Challenges –
1/ Can you reproduce everything in the Escobar excerpt from "While the embassy" down to "on the airwaves." word for word?
2/ In the Escobar excerpt, which two cities were the family's early evening flights headed to?

While the embassy tried to verify Escobar's presence in Haiti, the cable concluded, the Search Bloc was continuing to operate in Medellin under the assumption that Escobar remained in the area.
In light of what happened over the next two days, the Haiti tip appears to have been an effort to distract the authorities and create enough confusion to help slip the Escobar family out of Colombia. The day after "Hector" "confirmed" to de Greiff that Escobar was in Haiti, Centra Spike picked up Escobar using a phone in Medellin. If Escobar had been planning to lie low in order for the Haiti ploy to work, events soon conspired to flush him back out on the airwaves.
DEA Special Agent Kenny Magee was friendly with the security chief for American Airlines at the El Dorado Airport in Bogota, so he was selected to follow the Escobar family as they left the country. A blue-eyed former Michigan cop who had come to Bogota four years earlier, Magee had flunked Spanish in his senior year of high school. (He told his teacher, "I'm never going to need Spanish." She said, "You never know.")
Magee showed up at the airport on Saturday, Nov. 27, with two plainclothes Colombian National Police colonels, and with DEA agents Steve Murphy and Javier Pena. Magee had purchased tickets on two early evening flights booked by the Escobars, one to London and the other to Frankfurt. The planes were leaving within 10 minutes of each other, so Magee and the two Colombians pocketed their boarding passes and waited for the family to show up.

(Dataset rows on where objects appear)
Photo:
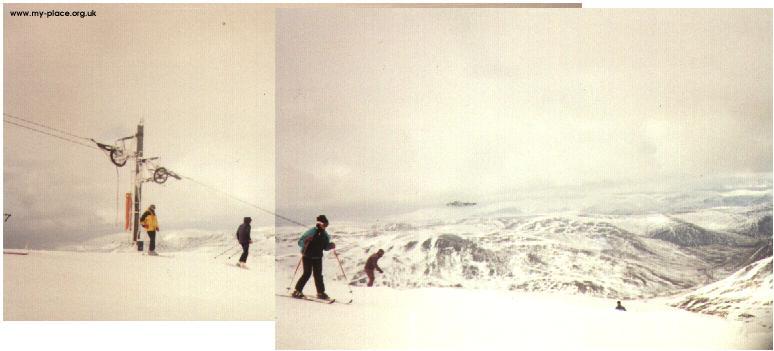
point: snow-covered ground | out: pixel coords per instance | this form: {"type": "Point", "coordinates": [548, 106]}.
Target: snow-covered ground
{"type": "Point", "coordinates": [693, 270]}
{"type": "Point", "coordinates": [452, 318]}
{"type": "Point", "coordinates": [106, 279]}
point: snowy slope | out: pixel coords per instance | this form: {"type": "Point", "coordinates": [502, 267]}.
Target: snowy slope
{"type": "Point", "coordinates": [505, 275]}
{"type": "Point", "coordinates": [567, 252]}
{"type": "Point", "coordinates": [106, 279]}
{"type": "Point", "coordinates": [448, 318]}
{"type": "Point", "coordinates": [745, 295]}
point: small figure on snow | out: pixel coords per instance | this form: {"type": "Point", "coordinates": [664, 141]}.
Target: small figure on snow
{"type": "Point", "coordinates": [151, 225]}
{"type": "Point", "coordinates": [243, 236]}
{"type": "Point", "coordinates": [313, 242]}
{"type": "Point", "coordinates": [371, 264]}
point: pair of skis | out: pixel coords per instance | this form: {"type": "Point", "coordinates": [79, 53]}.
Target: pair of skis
{"type": "Point", "coordinates": [314, 299]}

Task responses –
1/
While the embassy tried to verify Escobar's presence in Haiti, the cable concluded, the Search Bloc was continuing to operate in Medellin under the assumption that Escobar remained in the area.
In light of what happened over the next two days, the Haiti tip appears to have been an effort to distract the authorities and create enough confusion to help slip the Escobar family out of Colombia. The day after "Hector" "confirmed" to de Greiff that Escobar was in Haiti, Centra Spike picked up Escobar using a phone in Medellin. If Escobar had been planning to lie low in order for the Haiti ploy to work, events soon conspired to flush him back out on the airwaves.

2/ London and Frankfurt.